(Excerpts from a point labeling dataset)
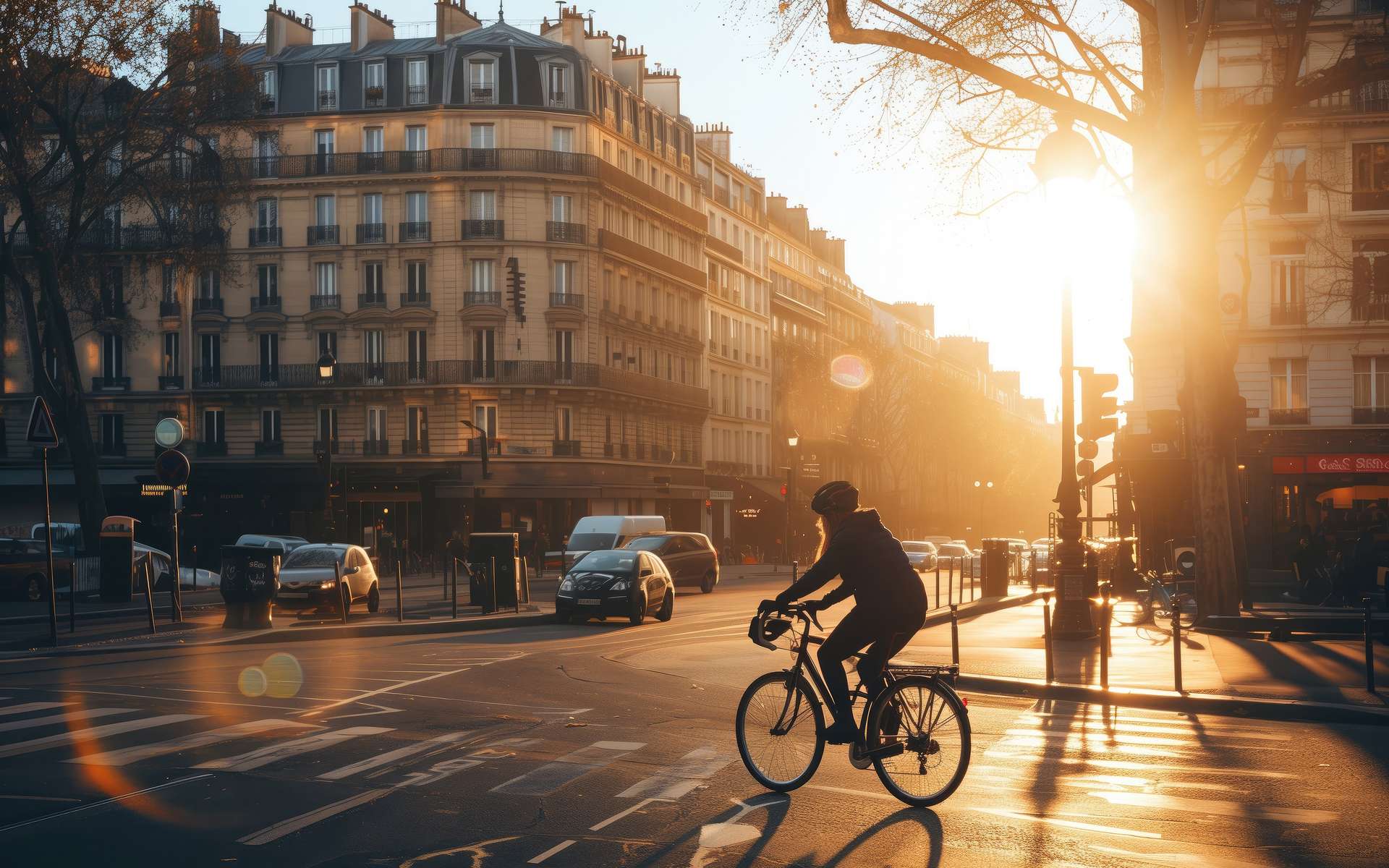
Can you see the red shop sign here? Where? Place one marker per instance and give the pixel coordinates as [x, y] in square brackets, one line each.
[1348, 464]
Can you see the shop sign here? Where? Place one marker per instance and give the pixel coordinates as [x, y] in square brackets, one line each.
[1348, 464]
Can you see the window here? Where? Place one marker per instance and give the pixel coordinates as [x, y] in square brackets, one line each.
[417, 81]
[483, 81]
[270, 425]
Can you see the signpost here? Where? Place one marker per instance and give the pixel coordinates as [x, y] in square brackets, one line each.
[43, 434]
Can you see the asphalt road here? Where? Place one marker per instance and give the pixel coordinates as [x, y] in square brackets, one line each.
[610, 745]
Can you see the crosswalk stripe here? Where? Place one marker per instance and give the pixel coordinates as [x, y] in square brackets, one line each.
[28, 707]
[567, 768]
[95, 732]
[60, 718]
[264, 756]
[197, 739]
[391, 756]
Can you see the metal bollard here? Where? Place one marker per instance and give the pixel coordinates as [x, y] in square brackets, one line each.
[1177, 643]
[955, 635]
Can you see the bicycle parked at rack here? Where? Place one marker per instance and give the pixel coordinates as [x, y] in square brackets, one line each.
[916, 733]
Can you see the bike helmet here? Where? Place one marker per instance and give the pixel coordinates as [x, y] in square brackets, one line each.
[838, 496]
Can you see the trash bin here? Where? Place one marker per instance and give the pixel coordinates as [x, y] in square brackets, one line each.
[117, 553]
[995, 567]
[504, 549]
[250, 581]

BRIEF
Turn every line of the items above into a JSON list of strings, one string per line, and skip any blank lines. Leave the pictures out.

COMPLETE RESPONSE
[
  "Can you see the red shop sign here? Where? Place one marker per instance and give the pixel coordinates as [x, y] in square brackets, one line each.",
  "[1348, 464]",
  "Can you see the shop sign here? Where? Place one marker per instance and give the pixel coordinates as [x, y] in square brackets, one line each.",
  "[1348, 464]",
  "Can you see the window here? Where? Place one marker per instance and give the pixel coordinates as [x, y] in square brackets, one line each.",
  "[417, 81]",
  "[483, 81]",
  "[270, 425]",
  "Can you see the signpost here? Where? Place one marker per instance and give the pixel coordinates as [x, y] in square brackets, one line each.",
  "[43, 434]",
  "Can you see the asphalt road here? Where? Place one marker per instance and give the pixel coordinates as [x, y] in square brackets, one line each.",
  "[610, 745]",
  "Can you see the crosswalk stripe here? Where? Place one marker per instance and give the pixel coordinates as [x, y] in square brackets, one line each.",
  "[28, 707]",
  "[567, 768]",
  "[95, 732]",
  "[60, 718]",
  "[264, 756]",
  "[197, 739]",
  "[391, 756]",
  "Can you see the metal bollard here? Where? Place one marker per instance and give the pixel coordinates as [x, y] in square brackets, one line each.",
  "[1177, 643]",
  "[955, 635]",
  "Can you see the bicycle parked at rack here? Where? Place one marker per instance and give the pixel coordinates as [x, y] in square brackets, one line each.",
  "[916, 733]",
  "Can you see the bike helmet here? Where? Place one marker per instance and give the pixel coordinates as [x, y] in square brackets, one line each.",
  "[838, 496]",
  "Can you see the trash bin here? Where? Place one marker per instance and give the pixel coordinates as [x, y] in square brackets, one line each.",
  "[117, 553]",
  "[995, 567]",
  "[504, 549]",
  "[250, 581]"
]